▶ _Textauszug_:

######

# after effects - spiegeln?



## boarter (10. Januar 2005)

hi, kann mir jemand sagen wie ich in ae eine komposition spiegeln kann die in einer andren komposition verschachtelt ist?
das spiegeln bei effekte spiegelt zwar das video nur behält es das alte video bei.
ich will aber nur das video einmal und zwar gespiegelt.
kann mir jemand helfen?
danke schon einmal.
boarter


----------



## chmee (10. Januar 2005)

Bei skalieren einen negativen Wert ( -100%)  eingeben. 


mfg chmee


----------



## boarter (10. Januar 2005)

fett danke schön


----------



## boarter (10. Januar 2005)

zu früh gefreut.

will horizontal spiegeln nicht vertikal. 
also an der mittelsenkrechten.

sorry doch gut so.
die breite nur natürlich.
danke schön


----------



## 27b-6 (11. Januar 2005)

Moin!

 Es gibt doch Skalierungswerte für alle Achsen --> X, Y, (Z); daher ich nix verstehe das Probleme.


----------



## 27b-6 (11. Januar 2005)

Ups!

  Erst zu Ende lesen!
  Du hast Deinen Fehler ja schon selbst bemerkt.

  Wenn's geht, bitte meine Beiträge löschen.


----------

######

▶ _Vorliegende Datensätze_:
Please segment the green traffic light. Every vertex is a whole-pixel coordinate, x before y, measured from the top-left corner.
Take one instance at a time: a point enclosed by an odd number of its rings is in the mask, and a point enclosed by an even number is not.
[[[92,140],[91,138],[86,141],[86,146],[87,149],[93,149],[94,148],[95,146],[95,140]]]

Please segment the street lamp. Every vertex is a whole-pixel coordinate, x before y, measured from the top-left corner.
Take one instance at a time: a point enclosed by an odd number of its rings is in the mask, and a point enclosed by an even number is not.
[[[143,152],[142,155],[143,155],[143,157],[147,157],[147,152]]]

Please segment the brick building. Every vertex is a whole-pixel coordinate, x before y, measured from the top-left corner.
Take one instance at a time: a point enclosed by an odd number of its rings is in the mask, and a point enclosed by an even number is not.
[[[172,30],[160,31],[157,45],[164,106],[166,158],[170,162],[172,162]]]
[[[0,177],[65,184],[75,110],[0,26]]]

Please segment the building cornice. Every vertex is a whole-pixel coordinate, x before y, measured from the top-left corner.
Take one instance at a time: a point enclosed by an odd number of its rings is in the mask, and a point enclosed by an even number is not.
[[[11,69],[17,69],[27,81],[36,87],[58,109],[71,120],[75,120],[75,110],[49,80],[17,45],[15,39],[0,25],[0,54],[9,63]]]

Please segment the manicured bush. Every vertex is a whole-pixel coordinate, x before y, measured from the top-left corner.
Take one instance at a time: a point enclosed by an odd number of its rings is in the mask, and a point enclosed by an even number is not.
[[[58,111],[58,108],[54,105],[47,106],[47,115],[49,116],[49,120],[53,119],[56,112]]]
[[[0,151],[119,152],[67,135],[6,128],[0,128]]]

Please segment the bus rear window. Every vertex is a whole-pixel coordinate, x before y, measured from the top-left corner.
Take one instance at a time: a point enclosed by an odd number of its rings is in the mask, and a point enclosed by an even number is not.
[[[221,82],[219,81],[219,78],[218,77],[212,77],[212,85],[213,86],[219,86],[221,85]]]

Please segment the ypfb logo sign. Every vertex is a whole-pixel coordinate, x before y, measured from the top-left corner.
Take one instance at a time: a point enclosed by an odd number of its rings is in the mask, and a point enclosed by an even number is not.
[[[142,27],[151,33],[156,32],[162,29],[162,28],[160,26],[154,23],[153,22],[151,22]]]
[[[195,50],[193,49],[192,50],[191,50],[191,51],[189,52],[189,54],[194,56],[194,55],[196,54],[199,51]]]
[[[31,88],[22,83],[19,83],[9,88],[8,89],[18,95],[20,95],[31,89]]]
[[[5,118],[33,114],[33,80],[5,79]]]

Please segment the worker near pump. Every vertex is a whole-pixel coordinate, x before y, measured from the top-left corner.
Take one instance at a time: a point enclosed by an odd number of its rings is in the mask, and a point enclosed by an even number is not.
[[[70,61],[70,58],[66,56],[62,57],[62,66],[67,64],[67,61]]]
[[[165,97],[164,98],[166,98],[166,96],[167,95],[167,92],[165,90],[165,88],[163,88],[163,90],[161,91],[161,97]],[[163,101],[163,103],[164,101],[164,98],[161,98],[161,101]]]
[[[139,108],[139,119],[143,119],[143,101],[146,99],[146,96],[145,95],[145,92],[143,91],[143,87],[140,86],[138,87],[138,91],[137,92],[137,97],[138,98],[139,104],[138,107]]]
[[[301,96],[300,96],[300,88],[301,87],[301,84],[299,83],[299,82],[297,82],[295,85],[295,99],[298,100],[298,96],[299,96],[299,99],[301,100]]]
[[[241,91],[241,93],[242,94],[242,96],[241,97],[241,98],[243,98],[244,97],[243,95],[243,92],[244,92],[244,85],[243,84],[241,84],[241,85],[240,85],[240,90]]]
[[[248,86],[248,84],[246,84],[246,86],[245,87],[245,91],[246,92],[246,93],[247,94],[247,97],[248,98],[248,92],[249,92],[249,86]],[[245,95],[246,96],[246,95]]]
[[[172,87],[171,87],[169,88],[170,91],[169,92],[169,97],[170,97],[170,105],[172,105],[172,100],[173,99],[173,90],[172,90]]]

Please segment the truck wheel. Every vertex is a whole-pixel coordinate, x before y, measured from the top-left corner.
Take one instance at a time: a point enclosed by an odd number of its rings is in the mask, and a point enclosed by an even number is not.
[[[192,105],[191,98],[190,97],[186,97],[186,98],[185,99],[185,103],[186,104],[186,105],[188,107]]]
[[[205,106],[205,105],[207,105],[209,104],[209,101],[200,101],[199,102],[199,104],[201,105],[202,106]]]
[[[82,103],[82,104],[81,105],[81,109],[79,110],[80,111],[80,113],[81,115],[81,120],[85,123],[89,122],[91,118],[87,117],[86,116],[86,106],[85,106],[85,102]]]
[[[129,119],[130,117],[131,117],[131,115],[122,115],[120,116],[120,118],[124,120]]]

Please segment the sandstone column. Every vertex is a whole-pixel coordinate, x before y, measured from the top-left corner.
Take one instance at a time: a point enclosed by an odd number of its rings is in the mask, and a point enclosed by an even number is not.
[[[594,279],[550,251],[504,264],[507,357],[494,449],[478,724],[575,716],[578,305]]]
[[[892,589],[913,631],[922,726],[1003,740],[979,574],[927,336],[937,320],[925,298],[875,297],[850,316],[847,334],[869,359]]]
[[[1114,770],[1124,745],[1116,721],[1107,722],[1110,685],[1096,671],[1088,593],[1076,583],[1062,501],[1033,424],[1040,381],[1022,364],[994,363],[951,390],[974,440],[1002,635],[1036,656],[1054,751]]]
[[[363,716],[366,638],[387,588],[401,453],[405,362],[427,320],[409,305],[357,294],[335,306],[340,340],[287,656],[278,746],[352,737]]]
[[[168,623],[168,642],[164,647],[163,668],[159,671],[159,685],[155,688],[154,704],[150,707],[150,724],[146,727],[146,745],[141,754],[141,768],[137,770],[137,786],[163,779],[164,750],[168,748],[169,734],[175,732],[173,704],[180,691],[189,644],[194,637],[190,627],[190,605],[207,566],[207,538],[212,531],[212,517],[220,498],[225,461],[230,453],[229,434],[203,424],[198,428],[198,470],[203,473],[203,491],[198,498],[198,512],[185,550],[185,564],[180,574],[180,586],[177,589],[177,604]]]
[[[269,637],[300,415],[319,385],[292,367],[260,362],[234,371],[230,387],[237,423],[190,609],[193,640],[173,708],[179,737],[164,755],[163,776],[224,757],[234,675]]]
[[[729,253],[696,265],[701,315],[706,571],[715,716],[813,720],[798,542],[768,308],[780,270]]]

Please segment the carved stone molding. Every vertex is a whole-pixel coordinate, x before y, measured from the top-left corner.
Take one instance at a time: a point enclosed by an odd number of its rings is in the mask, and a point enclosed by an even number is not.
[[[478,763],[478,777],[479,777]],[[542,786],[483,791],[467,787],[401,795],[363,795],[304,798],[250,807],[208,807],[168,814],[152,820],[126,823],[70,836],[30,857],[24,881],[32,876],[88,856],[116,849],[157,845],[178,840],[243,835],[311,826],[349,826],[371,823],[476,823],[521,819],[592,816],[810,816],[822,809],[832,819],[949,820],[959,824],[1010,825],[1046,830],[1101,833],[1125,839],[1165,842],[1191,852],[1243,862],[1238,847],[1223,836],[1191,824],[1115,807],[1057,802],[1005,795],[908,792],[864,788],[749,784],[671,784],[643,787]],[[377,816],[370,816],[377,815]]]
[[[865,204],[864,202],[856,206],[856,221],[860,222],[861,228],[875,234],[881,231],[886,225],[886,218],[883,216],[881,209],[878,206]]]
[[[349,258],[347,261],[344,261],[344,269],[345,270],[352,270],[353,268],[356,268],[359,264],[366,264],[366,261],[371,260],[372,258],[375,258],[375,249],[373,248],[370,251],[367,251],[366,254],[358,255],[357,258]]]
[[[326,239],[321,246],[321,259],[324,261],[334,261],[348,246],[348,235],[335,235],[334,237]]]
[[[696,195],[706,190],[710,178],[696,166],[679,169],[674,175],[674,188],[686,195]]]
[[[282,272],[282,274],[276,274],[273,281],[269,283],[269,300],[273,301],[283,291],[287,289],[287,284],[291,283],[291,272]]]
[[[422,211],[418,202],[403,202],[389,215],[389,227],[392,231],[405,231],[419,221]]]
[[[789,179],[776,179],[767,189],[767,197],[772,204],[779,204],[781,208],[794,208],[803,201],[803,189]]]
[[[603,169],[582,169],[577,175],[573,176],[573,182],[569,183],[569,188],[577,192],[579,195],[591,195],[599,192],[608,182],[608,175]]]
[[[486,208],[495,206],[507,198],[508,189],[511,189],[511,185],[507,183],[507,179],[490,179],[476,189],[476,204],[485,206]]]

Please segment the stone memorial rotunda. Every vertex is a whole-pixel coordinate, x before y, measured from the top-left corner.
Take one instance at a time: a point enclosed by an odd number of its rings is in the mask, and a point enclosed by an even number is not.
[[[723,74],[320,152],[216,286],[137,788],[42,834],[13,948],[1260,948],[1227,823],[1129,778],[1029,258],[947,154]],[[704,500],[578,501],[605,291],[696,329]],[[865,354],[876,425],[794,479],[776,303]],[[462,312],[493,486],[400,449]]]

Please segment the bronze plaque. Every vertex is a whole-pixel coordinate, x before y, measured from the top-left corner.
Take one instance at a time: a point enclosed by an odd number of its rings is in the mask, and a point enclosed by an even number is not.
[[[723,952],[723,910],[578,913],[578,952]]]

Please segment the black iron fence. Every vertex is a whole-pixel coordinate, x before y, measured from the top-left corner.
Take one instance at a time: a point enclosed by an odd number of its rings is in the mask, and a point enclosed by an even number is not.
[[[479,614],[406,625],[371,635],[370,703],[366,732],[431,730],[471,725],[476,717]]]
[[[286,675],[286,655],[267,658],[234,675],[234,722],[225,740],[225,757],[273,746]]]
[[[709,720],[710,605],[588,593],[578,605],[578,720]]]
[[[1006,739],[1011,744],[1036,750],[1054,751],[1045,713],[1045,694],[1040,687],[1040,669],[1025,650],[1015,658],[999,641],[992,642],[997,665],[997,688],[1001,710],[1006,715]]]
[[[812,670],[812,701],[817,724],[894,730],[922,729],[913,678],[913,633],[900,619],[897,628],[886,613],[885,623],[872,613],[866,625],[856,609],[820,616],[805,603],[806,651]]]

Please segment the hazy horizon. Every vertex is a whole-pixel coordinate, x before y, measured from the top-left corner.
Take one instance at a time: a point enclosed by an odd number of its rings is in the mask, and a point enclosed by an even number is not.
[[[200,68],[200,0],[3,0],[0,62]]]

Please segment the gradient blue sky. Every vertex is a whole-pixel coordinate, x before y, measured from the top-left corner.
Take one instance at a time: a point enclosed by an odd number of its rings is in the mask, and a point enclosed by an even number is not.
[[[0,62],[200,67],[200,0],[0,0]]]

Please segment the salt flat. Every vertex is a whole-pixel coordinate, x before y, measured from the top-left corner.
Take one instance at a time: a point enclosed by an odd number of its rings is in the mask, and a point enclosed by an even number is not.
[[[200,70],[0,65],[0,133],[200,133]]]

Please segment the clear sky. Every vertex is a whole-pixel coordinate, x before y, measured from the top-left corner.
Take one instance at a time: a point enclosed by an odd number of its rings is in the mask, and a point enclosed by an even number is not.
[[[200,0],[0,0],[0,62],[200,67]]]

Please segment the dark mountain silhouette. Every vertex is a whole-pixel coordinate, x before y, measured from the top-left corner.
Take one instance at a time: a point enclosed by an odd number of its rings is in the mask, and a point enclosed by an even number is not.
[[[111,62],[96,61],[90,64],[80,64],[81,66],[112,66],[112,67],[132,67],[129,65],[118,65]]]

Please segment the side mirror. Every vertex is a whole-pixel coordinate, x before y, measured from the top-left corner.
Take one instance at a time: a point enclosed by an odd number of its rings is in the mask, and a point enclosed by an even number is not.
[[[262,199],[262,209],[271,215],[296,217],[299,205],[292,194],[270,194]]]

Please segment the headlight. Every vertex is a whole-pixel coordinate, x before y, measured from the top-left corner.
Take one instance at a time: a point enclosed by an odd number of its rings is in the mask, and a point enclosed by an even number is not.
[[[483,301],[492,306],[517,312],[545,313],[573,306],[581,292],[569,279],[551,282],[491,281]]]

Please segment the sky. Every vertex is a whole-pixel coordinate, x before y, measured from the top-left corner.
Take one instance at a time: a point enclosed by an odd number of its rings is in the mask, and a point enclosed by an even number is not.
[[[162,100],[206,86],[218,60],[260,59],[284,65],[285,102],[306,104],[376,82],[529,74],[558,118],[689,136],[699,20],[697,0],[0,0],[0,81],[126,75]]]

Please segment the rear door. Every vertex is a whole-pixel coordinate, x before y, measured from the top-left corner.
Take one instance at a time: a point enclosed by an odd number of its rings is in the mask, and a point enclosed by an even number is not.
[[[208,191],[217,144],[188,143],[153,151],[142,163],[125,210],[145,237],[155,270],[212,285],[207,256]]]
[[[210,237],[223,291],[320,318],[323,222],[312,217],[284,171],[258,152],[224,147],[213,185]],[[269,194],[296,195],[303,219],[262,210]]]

######

▶ _Zu erledigende Aufgaben_:
A – Welcher Wert soll laut Textauszug beim Skalieren eingegeben werden, um eine Komposition zu spiegeln?
B – Schreib in den Datensätzen den Abschnitt von der Zeile mit „Please segment the bronze“ bis einschließlich der Zeile mit „[[[200,68],[200,0],[3,0],[0,62]]]“ neu und ersetze dabei „hazy horizon“ durch „foggy horizon“.
Der Textauszug und die Datensätze sind voneinander unabhängiges Material.

▶ _Lösungen der Aufgaben_:
A – Ein negativer Wert (-100 %).

B –
Please segment the bronze plaque. Every vertex is a whole-pixel coordinate, x before y, measured from the top-left corner.
Take one instance at a time: a point enclosed by an odd number of its rings is in the mask, and a point enclosed by an even number is not.
[[[723,952],[723,910],[578,913],[578,952]]]

Please segment the black iron fence. Every vertex is a whole-pixel coordinate, x before y, measured from the top-left corner.
Take one instance at a time: a point enclosed by an odd number of its rings is in the mask, and a point enclosed by an even number is not.
[[[479,614],[406,625],[371,635],[370,703],[366,732],[431,730],[471,725],[476,717]]]
[[[286,675],[286,655],[267,658],[234,675],[234,722],[225,740],[225,757],[273,746]]]
[[[709,720],[710,605],[588,593],[578,605],[578,720]]]
[[[1006,739],[1011,744],[1036,750],[1054,751],[1045,713],[1045,694],[1040,687],[1040,669],[1025,650],[1015,658],[999,641],[992,642],[997,665],[997,688],[1001,710],[1006,715]]]
[[[812,670],[812,701],[817,724],[894,730],[922,729],[913,678],[913,633],[900,619],[897,628],[886,613],[885,623],[872,613],[866,625],[856,609],[820,616],[805,603],[806,651]]]

Please segment the foggy horizon. Every vertex is a whole-pixel coordinate, x before y, measured from the top-left corner.
Take one instance at a time: a point enclosed by an odd number of its rings is in the mask, and a point enclosed by an even number is not.
[[[200,68],[200,0],[3,0],[0,62]]]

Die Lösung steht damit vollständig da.